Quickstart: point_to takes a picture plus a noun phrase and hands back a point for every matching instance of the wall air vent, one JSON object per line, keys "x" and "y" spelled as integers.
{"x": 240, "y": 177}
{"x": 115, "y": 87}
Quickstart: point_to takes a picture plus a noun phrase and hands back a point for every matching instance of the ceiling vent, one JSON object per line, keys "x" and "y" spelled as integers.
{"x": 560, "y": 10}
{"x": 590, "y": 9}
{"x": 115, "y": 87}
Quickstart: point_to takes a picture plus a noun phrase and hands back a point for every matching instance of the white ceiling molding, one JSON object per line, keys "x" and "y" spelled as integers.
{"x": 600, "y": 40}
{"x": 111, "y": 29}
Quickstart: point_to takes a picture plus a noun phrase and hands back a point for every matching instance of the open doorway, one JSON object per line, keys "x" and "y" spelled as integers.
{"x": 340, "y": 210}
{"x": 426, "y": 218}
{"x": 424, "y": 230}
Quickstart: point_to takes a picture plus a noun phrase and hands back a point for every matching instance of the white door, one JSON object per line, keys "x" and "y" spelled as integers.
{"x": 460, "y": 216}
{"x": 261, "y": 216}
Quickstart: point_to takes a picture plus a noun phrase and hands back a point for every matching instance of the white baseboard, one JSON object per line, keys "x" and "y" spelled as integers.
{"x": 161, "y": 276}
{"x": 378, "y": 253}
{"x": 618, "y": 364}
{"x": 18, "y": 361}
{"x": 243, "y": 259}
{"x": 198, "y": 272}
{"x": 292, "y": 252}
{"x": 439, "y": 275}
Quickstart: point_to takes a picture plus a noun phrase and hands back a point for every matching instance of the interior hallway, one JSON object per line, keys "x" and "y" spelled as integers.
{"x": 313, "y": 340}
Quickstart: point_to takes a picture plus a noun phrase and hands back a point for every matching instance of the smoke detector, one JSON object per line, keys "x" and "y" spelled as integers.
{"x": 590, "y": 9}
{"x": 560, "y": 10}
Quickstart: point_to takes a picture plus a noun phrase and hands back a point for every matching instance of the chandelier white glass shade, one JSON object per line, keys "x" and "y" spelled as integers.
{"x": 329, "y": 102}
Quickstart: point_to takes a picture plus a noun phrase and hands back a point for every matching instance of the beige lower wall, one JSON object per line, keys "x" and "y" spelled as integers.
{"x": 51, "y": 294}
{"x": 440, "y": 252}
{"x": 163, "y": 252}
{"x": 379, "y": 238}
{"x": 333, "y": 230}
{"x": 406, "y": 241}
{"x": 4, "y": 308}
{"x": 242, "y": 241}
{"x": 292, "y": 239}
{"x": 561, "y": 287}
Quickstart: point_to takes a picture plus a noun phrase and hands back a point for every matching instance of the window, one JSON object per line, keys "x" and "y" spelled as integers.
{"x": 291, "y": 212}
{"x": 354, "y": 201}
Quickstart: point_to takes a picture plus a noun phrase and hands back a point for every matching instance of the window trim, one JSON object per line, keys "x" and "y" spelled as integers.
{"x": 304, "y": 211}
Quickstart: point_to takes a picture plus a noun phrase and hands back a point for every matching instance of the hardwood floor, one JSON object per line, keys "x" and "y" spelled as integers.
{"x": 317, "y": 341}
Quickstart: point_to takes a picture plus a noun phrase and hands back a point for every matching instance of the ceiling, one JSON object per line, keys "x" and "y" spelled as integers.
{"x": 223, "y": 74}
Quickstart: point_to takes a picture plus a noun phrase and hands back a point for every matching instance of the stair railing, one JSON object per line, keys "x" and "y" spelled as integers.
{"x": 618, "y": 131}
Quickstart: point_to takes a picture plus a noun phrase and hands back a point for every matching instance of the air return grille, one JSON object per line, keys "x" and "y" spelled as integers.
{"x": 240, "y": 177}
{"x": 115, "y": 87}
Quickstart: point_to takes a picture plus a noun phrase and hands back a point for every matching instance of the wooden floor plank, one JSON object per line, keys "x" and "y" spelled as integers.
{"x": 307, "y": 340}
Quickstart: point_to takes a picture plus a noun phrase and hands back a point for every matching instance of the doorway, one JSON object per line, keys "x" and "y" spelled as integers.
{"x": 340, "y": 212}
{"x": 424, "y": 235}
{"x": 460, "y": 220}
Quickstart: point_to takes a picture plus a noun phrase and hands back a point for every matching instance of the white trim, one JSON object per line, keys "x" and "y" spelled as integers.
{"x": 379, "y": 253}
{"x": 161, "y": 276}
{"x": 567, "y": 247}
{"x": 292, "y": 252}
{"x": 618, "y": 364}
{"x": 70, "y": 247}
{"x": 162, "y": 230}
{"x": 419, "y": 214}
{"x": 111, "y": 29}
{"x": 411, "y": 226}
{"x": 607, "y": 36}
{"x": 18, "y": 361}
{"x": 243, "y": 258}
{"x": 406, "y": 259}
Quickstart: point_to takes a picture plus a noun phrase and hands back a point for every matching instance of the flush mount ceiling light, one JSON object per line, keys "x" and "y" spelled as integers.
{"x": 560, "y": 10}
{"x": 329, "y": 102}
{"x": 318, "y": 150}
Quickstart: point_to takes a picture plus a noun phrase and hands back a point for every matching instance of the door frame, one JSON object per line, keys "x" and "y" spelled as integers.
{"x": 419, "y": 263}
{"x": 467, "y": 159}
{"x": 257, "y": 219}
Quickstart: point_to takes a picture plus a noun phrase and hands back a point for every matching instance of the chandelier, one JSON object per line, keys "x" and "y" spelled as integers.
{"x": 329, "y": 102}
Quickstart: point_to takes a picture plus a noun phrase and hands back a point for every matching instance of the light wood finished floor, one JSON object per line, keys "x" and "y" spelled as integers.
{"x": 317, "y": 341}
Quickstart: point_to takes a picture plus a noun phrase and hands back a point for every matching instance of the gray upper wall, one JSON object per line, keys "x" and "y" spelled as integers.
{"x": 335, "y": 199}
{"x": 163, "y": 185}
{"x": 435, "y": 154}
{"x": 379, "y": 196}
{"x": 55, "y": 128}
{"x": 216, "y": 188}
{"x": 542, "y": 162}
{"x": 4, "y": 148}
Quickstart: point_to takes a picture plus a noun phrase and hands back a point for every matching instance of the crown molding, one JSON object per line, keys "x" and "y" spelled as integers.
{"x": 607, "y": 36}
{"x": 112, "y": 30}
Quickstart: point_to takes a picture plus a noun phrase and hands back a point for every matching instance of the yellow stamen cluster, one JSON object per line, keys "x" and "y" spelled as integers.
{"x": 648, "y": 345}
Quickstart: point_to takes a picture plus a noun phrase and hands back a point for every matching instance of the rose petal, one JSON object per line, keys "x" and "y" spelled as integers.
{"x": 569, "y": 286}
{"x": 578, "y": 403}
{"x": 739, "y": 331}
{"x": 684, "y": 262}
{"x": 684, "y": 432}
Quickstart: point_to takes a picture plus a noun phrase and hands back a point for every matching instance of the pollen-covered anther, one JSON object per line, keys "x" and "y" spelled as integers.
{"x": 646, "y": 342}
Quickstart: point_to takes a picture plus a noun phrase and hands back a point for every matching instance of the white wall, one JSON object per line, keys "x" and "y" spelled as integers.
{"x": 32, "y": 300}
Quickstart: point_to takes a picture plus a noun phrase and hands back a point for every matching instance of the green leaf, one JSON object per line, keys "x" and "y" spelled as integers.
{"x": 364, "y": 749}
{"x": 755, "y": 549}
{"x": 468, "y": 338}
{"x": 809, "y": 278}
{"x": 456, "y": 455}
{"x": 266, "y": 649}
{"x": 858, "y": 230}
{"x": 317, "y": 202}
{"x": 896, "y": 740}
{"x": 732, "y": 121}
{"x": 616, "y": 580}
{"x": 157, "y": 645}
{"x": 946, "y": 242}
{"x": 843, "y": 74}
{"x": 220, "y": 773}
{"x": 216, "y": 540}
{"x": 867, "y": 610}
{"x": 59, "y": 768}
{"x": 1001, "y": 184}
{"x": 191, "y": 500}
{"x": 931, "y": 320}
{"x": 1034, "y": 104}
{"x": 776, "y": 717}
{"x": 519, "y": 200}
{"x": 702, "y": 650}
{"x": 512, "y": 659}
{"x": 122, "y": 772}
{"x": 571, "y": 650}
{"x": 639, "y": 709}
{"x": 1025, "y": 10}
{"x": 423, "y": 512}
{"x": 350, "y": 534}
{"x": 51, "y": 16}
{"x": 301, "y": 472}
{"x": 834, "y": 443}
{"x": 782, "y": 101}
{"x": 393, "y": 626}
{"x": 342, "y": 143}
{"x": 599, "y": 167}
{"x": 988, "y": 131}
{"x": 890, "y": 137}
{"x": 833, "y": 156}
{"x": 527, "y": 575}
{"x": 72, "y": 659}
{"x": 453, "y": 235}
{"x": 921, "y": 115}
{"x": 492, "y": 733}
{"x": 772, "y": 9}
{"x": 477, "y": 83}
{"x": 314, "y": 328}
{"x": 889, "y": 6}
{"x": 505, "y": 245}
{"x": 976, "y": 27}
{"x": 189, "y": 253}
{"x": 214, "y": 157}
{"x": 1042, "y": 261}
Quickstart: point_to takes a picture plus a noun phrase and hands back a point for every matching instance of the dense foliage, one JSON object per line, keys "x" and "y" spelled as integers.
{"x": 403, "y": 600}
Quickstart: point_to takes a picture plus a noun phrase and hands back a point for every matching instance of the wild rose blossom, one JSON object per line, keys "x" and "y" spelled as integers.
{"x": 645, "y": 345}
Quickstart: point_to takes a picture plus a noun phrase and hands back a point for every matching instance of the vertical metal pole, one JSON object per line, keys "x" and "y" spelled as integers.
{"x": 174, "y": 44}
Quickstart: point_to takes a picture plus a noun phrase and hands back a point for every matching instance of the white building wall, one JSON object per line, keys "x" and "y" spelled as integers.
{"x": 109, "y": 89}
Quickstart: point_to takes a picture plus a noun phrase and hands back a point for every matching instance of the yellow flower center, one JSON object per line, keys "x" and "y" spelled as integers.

The problem |
Write out exactly the lines from the line holding "of the wild" through the last line of the data, and nothing besides those lines.

Exercise result |
Quickstart: point_to takes a picture plus a noun phrase and hands back a point for every matching instance of the wild rose blossom, one JSON object per line, keys "x" and "y" spelled as integers.
{"x": 645, "y": 345}
Quickstart: point_to takes a picture plus a noun phrase and hands back a point for every matching instance of the vertical metal pole, one JSON object per line, keys "x" and "y" spelled as integers.
{"x": 174, "y": 44}
Quickstart: point_to takes a picture plus a noun phrase and hands back a point for every matching instance of the white building wall, one JSON object per line, keys "x" and "y" spelled as integers.
{"x": 109, "y": 89}
Quickstart: point_to takes a picture plus a noun phrase and hands back a point for every matching instance of the yellow flower center, one JSON object per line, keys "x" and "y" spelled as integers.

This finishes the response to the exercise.